▸ HOW TO COMPLETE THIS TASK
Print the entire listing below word for word, excluding its pictures.

▸ DATA UNDER STUDY

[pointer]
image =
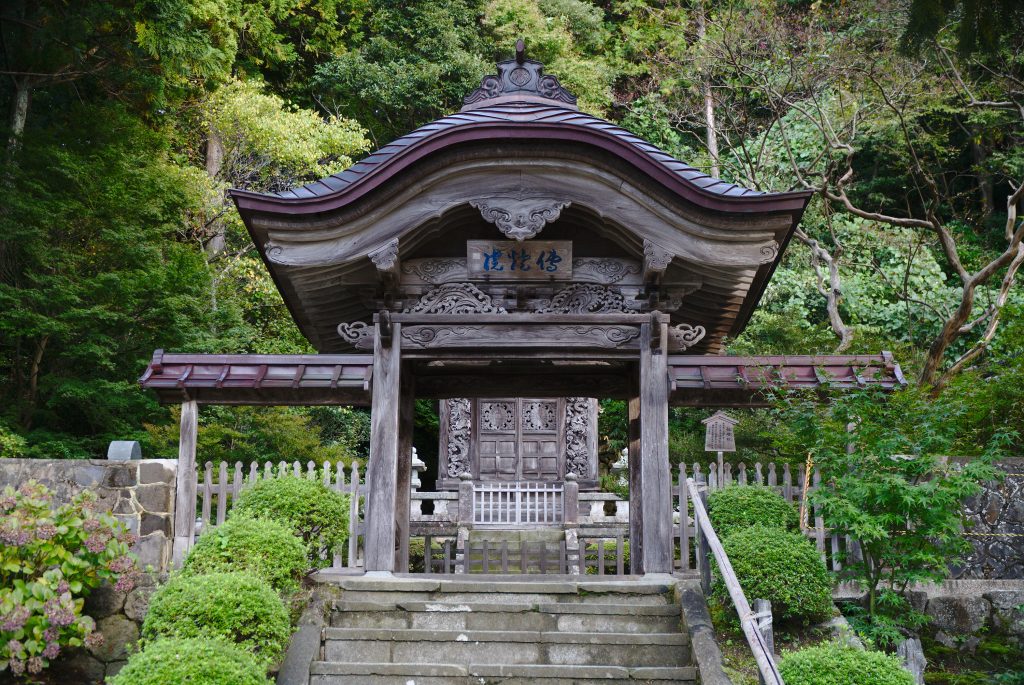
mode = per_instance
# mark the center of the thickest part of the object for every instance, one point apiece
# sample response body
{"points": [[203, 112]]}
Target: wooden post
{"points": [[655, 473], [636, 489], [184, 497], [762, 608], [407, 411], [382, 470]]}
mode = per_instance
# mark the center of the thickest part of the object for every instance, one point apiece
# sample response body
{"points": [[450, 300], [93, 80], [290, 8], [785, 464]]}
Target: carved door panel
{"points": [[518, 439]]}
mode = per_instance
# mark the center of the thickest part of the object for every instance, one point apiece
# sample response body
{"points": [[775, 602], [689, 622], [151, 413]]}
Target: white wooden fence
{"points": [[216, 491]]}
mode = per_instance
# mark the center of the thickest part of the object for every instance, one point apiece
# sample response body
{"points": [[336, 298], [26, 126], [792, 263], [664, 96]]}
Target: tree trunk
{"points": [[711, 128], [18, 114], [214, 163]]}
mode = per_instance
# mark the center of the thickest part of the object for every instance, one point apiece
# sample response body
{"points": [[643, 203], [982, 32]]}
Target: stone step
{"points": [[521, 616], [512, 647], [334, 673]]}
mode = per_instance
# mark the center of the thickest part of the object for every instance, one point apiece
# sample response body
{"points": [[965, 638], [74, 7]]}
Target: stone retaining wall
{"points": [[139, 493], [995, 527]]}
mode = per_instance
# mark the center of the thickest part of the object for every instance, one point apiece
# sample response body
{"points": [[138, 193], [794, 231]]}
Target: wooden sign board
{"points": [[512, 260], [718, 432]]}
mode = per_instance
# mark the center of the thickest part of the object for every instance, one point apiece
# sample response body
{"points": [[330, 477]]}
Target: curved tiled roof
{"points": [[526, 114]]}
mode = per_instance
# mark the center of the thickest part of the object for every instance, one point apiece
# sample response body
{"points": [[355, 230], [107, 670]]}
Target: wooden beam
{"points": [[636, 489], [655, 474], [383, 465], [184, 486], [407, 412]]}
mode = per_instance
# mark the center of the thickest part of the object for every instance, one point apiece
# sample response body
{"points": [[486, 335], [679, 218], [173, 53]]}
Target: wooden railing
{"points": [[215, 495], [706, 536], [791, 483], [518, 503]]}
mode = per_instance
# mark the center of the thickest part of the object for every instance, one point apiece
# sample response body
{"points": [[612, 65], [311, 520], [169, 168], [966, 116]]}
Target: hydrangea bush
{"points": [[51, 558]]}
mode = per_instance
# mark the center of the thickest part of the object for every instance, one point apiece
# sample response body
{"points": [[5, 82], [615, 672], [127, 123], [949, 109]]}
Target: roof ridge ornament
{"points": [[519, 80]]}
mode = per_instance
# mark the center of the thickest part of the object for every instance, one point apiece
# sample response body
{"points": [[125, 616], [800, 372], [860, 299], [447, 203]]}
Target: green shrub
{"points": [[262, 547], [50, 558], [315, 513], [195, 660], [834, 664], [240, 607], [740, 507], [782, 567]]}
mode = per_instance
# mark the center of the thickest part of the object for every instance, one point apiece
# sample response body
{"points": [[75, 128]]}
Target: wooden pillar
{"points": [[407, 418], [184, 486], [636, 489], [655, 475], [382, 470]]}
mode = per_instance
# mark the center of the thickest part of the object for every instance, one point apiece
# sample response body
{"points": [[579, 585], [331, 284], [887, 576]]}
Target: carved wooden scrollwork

▸ THE ANSWER
[pointer]
image =
mode = per_instance
# mark the center of the thickest part of the object for every instance, one point apiece
# sample response body
{"points": [[203, 112]]}
Target: wooden post
{"points": [[655, 473], [636, 489], [184, 497], [762, 608], [407, 411], [382, 470]]}
mode = per_instance
# mark the center of the thickest part of the object for every instance, one point apiece
# sample response body
{"points": [[450, 300], [93, 80], [290, 8], [785, 464]]}
Target: carved door panel
{"points": [[518, 439]]}
mode = per_instance
# mark the center of the thickest part of the object for every instance, one point apiece
# sample response body
{"points": [[775, 602], [689, 622], [151, 413]]}
Target: white wooden fence
{"points": [[216, 491]]}
mode = per_instance
# mark the center of the thickest part of the object for every instance, one point apiece
# sample response body
{"points": [[336, 298], [26, 126], [792, 263], [664, 96]]}
Target: tree trunk
{"points": [[711, 128], [18, 114], [214, 163]]}
mode = per_instance
# mark the center of the thickest part of the object for every instance, one point apiece
# sample response body
{"points": [[643, 203], [982, 32]]}
Target: stone step
{"points": [[521, 616], [512, 647], [334, 673]]}
mode = per_instance
# mark the center of the thickest part of the object for every instance, one point apiece
# sample response body
{"points": [[965, 638], [74, 7]]}
Target: stone retaining wall
{"points": [[139, 493], [995, 527]]}
mode = per_instance
# mark the center of the thickest part of the object for every instance, one point apiece
# sample response body
{"points": [[138, 193], [794, 231]]}
Target: wooden sign board
{"points": [[512, 260], [718, 432]]}
mode = per_instance
# mark the center of the thickest part of the object for every instance, one point apiece
# sample response body
{"points": [[330, 477]]}
Target: curved tiled roof
{"points": [[526, 114]]}
mode = per_instance
# mark the center of the thickest part of the object for every instance, one point apiece
# sample response body
{"points": [[355, 230], [107, 670]]}
Target: wooden beam
{"points": [[636, 489], [655, 474], [383, 465], [184, 486], [407, 412]]}
mode = per_instance
# mark the center of the thickest part of the object for every instance, one point apiece
# sample response body
{"points": [[486, 335], [679, 218], [173, 53]]}
Target: wooden railing
{"points": [[215, 495], [706, 536], [791, 483], [518, 503]]}
mode = per_instance
# mark the center of the thickest part of the object for every instance, one point apiece
# sample response body
{"points": [[612, 65], [311, 520], [169, 168], [966, 116]]}
Target: hydrangea bush
{"points": [[51, 558]]}
mode = per_instance
# mark the center of the thickest part of the object for every instance, one point apiece
# sample response body
{"points": [[5, 82], [615, 672], [127, 123], [949, 109]]}
Target: roof ridge ornament
{"points": [[519, 80]]}
mode = per_instance
# mark the center of the thickest part of the object for every instance, one point apiece
# sample response body
{"points": [[125, 616], [800, 372], [860, 299], [447, 203]]}
Target: green shrub
{"points": [[262, 547], [50, 558], [315, 513], [195, 660], [834, 664], [240, 607], [740, 507], [782, 567]]}
mode = per_instance
# mark the center of the thickest part of the object for every instance, one point apiece
# sample response body
{"points": [[75, 128]]}
Target: wooden pillar
{"points": [[407, 418], [184, 486], [636, 489], [655, 475], [382, 470]]}
mode = per_instance
# mark the center of the thickest part of the object for every instance, one point apiece
# sample response body
{"points": [[579, 585], [331, 284], [887, 576]]}
Target: carved wooden scrollwork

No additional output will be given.